▶ _SUPPLIED DATA_
━━━━
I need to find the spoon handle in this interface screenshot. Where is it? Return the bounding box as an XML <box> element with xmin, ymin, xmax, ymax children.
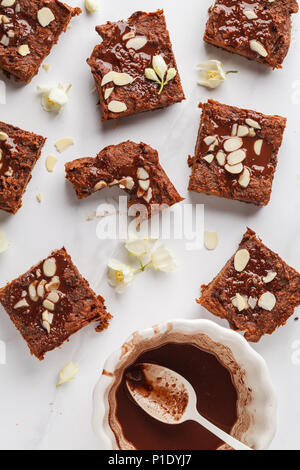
<box><xmin>192</xmin><ymin>412</ymin><xmax>253</xmax><ymax>450</ymax></box>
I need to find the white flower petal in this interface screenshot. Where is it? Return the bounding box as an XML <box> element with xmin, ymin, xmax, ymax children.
<box><xmin>125</xmin><ymin>238</ymin><xmax>157</xmax><ymax>258</ymax></box>
<box><xmin>151</xmin><ymin>245</ymin><xmax>176</xmax><ymax>273</ymax></box>
<box><xmin>56</xmin><ymin>362</ymin><xmax>79</xmax><ymax>387</ymax></box>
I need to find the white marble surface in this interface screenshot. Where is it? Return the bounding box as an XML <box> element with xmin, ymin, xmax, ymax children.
<box><xmin>0</xmin><ymin>0</ymin><xmax>300</xmax><ymax>449</ymax></box>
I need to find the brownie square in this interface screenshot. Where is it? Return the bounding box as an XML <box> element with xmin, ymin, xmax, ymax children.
<box><xmin>188</xmin><ymin>100</ymin><xmax>286</xmax><ymax>206</ymax></box>
<box><xmin>198</xmin><ymin>228</ymin><xmax>300</xmax><ymax>342</ymax></box>
<box><xmin>87</xmin><ymin>10</ymin><xmax>185</xmax><ymax>121</ymax></box>
<box><xmin>0</xmin><ymin>122</ymin><xmax>46</xmax><ymax>214</ymax></box>
<box><xmin>0</xmin><ymin>248</ymin><xmax>111</xmax><ymax>360</ymax></box>
<box><xmin>203</xmin><ymin>0</ymin><xmax>298</xmax><ymax>69</ymax></box>
<box><xmin>66</xmin><ymin>141</ymin><xmax>183</xmax><ymax>217</ymax></box>
<box><xmin>0</xmin><ymin>0</ymin><xmax>81</xmax><ymax>83</ymax></box>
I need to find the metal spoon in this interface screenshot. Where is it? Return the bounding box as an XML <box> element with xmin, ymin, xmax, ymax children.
━━━━
▶ _EXERCISE DIRECTIONS_
How many lines in the material above contain the string "surface", with case counting? Give only the number.

▶ _TASK RESPONSE_
1